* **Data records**
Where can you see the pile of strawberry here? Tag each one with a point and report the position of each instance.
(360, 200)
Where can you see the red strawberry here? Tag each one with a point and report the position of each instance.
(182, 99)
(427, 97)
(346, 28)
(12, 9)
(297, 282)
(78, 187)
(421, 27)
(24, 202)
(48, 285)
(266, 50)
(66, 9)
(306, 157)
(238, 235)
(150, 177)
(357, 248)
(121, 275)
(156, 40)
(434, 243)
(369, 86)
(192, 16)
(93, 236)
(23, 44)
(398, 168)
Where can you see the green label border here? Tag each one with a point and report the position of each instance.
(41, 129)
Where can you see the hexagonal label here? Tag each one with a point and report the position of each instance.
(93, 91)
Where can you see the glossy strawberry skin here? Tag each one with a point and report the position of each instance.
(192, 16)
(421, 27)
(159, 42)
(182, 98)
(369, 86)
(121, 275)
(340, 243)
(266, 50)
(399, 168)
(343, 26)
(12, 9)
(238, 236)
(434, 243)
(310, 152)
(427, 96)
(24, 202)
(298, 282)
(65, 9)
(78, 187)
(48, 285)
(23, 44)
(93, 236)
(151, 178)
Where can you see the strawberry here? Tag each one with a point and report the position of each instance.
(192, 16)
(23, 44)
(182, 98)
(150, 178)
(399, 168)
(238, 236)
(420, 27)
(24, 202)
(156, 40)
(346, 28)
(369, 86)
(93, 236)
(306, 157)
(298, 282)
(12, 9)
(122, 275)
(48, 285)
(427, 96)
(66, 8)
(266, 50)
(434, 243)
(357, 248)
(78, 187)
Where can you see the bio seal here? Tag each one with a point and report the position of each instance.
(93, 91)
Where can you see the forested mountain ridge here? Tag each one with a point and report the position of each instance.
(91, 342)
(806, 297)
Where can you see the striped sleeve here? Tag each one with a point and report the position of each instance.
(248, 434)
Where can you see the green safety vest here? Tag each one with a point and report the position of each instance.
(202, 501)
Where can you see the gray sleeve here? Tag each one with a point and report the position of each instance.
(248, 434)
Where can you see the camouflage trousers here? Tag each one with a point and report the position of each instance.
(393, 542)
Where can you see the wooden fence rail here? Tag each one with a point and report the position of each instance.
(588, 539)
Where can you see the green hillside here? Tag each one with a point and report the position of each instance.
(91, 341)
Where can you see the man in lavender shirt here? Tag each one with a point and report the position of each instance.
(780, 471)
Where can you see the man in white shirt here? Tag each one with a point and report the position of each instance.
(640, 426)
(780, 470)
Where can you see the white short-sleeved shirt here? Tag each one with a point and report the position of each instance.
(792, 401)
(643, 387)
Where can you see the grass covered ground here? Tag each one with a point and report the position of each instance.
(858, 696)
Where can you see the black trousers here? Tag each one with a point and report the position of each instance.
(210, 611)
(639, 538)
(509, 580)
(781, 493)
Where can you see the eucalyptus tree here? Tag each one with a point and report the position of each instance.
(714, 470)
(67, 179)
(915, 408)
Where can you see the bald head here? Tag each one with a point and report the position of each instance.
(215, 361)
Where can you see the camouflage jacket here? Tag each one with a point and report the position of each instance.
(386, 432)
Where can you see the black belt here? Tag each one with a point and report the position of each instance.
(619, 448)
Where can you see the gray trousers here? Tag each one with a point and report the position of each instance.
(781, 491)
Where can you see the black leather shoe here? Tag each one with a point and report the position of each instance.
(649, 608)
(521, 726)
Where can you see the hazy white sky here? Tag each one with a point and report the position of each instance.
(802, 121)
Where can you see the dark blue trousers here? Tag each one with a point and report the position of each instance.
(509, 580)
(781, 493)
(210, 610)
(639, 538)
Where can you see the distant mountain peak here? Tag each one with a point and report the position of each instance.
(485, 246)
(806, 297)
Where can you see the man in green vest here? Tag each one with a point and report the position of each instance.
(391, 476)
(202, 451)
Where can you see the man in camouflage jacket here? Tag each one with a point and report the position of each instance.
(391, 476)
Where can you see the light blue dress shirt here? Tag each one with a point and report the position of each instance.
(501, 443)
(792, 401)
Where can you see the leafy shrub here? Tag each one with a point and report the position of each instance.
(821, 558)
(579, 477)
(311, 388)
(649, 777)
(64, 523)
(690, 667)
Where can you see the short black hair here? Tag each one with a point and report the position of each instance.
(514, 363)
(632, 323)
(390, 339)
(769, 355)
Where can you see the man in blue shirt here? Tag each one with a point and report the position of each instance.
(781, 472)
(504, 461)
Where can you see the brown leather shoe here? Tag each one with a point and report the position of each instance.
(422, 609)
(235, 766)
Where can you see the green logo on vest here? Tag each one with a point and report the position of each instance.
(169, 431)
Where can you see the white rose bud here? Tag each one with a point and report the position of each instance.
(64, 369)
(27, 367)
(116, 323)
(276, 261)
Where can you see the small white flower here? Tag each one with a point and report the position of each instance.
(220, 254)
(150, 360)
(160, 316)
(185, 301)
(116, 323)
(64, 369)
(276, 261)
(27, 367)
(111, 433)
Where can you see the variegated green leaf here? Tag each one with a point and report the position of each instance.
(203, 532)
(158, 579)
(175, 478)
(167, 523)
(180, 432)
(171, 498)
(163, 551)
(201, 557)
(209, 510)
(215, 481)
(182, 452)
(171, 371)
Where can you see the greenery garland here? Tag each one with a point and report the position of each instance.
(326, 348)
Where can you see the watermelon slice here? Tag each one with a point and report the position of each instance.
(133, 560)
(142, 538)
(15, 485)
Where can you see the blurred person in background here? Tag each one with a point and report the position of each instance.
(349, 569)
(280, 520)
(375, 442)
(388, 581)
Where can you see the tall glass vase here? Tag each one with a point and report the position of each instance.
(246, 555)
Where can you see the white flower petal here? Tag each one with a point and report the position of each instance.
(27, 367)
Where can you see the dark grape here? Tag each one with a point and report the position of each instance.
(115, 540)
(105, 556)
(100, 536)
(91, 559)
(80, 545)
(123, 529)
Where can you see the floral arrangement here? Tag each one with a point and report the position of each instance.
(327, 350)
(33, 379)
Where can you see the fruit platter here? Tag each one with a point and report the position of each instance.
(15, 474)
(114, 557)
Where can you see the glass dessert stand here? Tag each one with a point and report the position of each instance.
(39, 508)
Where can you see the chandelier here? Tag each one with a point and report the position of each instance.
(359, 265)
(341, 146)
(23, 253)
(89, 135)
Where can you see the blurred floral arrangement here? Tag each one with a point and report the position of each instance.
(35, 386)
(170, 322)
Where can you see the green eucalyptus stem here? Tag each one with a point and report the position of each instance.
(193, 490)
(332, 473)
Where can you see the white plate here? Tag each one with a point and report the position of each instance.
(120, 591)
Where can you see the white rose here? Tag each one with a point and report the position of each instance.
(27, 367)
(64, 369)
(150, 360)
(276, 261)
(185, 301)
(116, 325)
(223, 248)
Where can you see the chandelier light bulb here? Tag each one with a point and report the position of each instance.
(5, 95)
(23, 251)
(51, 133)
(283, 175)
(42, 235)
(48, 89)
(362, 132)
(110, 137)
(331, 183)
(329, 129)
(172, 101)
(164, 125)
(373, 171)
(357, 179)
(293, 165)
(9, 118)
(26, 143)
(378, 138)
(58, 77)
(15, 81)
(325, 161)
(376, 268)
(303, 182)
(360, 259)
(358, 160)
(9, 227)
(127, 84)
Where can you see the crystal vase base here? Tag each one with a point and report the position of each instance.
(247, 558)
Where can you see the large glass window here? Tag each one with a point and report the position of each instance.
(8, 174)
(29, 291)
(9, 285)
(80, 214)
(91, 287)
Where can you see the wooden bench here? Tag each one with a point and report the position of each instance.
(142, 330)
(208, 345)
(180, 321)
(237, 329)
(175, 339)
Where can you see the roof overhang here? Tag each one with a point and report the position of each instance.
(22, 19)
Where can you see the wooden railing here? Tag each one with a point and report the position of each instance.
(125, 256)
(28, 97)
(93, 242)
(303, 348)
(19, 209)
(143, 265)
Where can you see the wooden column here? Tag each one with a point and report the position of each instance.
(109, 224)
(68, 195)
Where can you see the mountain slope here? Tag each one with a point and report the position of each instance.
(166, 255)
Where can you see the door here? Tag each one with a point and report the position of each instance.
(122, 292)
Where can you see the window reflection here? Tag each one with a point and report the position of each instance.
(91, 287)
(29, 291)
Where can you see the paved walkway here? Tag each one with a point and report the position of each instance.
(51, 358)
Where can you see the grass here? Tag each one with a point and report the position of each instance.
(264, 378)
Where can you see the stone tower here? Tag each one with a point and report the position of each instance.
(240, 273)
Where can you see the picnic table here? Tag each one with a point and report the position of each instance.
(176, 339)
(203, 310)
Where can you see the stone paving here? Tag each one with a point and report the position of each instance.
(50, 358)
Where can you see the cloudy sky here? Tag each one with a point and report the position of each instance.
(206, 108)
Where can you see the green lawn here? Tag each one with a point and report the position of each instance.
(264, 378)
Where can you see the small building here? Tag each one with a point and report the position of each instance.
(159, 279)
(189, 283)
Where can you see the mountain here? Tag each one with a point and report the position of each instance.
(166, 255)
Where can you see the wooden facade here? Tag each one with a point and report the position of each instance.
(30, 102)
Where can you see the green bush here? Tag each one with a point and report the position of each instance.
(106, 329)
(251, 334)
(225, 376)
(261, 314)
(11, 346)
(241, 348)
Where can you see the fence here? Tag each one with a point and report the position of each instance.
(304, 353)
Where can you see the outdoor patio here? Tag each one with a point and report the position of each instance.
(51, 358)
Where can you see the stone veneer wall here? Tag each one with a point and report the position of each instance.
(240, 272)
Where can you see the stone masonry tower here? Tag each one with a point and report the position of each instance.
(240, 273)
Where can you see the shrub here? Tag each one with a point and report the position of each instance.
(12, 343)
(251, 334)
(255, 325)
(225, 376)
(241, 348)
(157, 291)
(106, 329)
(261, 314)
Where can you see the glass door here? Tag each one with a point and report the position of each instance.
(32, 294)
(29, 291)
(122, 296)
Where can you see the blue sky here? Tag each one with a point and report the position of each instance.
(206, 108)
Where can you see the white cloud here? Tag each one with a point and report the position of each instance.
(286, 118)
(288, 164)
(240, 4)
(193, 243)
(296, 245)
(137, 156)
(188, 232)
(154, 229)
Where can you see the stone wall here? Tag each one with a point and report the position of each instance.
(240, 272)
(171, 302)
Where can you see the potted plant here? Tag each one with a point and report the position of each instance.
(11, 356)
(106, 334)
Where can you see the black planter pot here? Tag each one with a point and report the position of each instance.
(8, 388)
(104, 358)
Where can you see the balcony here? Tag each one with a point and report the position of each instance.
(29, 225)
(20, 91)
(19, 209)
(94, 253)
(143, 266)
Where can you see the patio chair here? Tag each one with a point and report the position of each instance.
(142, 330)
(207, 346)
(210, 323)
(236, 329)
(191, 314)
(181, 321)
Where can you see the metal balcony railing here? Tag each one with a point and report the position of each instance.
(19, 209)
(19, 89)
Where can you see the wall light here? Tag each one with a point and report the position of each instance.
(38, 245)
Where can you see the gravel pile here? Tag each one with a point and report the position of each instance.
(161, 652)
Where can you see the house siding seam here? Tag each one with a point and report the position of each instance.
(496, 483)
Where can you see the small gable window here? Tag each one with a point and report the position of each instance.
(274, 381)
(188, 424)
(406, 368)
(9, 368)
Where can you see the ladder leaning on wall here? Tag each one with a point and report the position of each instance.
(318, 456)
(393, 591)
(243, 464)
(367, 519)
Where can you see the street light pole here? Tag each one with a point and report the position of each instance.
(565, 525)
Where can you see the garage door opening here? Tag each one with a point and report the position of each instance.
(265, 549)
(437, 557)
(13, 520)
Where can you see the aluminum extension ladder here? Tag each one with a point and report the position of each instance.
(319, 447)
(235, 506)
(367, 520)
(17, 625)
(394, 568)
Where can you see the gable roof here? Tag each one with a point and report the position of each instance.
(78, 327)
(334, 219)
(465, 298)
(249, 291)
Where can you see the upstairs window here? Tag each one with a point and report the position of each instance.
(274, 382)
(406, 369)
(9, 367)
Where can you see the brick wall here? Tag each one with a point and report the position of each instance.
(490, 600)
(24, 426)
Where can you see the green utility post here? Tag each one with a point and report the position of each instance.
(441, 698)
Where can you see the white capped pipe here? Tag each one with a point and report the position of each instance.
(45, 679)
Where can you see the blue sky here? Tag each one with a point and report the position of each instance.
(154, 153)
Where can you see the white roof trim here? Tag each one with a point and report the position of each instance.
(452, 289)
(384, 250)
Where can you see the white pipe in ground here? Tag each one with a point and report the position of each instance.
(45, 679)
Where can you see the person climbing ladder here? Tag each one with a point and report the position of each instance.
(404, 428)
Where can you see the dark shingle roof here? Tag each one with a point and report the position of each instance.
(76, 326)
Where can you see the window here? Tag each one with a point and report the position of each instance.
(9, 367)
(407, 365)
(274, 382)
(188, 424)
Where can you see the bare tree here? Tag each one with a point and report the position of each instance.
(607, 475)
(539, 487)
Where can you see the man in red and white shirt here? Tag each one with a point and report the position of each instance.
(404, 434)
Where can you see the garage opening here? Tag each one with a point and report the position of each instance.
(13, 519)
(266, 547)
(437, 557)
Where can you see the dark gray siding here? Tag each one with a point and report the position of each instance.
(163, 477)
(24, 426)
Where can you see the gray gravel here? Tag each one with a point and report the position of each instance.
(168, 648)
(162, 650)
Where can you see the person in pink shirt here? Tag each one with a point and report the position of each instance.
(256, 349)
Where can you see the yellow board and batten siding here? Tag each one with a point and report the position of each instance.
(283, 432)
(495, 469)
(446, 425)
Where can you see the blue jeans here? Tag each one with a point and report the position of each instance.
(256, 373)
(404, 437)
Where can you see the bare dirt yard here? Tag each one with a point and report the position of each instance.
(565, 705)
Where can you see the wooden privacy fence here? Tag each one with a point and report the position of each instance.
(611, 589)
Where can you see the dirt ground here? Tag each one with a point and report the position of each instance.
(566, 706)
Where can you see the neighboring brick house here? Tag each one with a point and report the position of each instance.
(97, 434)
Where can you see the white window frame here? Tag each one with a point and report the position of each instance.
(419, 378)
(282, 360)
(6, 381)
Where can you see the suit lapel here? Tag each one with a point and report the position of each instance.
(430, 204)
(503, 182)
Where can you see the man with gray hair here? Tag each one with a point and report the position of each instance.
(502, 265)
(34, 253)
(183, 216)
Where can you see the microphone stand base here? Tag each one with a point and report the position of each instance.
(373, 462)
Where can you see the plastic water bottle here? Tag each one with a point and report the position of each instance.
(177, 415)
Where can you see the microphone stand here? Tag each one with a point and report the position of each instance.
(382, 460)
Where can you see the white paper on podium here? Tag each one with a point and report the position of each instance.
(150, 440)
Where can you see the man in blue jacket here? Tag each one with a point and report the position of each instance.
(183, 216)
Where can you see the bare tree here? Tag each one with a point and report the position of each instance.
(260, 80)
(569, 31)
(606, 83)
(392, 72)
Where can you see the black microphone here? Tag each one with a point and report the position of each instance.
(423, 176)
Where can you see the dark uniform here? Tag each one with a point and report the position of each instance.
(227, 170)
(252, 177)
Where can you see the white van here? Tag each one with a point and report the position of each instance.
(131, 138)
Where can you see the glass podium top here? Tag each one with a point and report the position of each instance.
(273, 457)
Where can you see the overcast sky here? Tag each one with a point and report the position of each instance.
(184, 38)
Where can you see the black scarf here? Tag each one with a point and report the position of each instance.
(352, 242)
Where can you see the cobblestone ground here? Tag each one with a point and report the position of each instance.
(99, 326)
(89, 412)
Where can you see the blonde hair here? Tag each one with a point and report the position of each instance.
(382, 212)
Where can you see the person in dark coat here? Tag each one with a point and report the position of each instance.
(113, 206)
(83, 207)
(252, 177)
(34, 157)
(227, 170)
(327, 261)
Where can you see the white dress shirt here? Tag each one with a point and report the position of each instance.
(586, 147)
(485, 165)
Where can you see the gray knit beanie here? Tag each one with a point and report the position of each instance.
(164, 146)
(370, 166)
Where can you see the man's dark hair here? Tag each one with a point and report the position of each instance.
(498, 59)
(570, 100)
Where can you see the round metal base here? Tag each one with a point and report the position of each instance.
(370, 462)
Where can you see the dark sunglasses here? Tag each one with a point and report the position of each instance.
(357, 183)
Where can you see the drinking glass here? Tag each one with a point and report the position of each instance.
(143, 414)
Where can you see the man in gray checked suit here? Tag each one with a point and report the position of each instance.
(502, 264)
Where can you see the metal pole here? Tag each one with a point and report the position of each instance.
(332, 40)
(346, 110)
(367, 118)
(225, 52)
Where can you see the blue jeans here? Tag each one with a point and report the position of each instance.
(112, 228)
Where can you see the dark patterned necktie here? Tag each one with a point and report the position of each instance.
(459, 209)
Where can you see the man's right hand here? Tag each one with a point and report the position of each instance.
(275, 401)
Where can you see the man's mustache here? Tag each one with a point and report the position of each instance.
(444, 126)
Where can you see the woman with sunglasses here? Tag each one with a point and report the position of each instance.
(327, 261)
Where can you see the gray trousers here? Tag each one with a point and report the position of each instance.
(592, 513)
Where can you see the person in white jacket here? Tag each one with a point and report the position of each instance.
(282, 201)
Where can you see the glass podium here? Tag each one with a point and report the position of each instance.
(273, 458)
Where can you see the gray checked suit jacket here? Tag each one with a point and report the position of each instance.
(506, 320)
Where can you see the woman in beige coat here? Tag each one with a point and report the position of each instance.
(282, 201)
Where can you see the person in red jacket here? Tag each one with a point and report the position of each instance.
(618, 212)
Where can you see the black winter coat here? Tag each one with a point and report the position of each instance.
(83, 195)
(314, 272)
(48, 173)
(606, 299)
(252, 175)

* **WHAT THE TASK ASKS**
Starting at the line that contains "Where can you see the person in red" and going through the end of the listing, change "black winter coat" to "dark winter coat" and leave everything else as it is. Give back only those lines.

* **TASK ANSWER**
Where can you see the person in red jacket here? Tag each one with a point and report the position of each instance.
(618, 212)
Where can you see the dark winter coat here? Tag each one with a point and report the position of each instance.
(83, 195)
(314, 272)
(48, 173)
(606, 299)
(252, 175)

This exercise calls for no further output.